__Exercise requirements__:
Reproduce the lines of the records below word for word, starting with the line that contains "compact shape [2,143]." and going on through the final line of the records.

Records of labeled points:
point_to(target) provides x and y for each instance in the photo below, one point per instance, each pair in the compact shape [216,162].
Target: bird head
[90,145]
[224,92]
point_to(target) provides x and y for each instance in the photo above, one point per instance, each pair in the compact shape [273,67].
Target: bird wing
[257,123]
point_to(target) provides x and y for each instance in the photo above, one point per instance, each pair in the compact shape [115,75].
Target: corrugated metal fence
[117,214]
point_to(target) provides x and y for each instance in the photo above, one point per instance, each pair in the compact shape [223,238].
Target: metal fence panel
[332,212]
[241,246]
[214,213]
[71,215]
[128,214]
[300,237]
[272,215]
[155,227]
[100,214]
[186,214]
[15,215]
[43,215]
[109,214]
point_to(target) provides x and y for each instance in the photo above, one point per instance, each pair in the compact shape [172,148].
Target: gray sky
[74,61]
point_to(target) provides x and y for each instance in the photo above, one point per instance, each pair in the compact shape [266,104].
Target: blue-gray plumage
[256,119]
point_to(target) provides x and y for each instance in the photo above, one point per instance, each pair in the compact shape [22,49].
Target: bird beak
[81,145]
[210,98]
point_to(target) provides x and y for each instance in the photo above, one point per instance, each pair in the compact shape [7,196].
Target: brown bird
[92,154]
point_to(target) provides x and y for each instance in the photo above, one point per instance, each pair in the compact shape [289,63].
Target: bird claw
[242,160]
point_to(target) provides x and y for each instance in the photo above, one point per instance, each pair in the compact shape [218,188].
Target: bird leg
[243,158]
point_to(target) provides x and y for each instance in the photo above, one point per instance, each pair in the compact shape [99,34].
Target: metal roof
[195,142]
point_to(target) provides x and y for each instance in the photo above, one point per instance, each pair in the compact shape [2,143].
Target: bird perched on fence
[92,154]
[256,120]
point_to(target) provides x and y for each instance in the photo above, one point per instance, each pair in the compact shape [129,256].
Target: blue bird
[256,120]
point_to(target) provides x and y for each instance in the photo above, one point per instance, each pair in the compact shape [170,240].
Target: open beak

__Answer to this problem__:
point_to(target) provides x and y for each instance in the photo above, one point per instance, each pair in the compact shape [2,143].
Target: bird perched on fence
[92,154]
[256,120]
point_to(target) provides x and y for each instance in the photo above, one point per instance, each pair in the compact shape [129,256].
Target: blue bird
[256,120]
point_to(target) provides x and y for each instance in the photo above, one point per instance, each pair in the compact shape [170,240].
Target: open beak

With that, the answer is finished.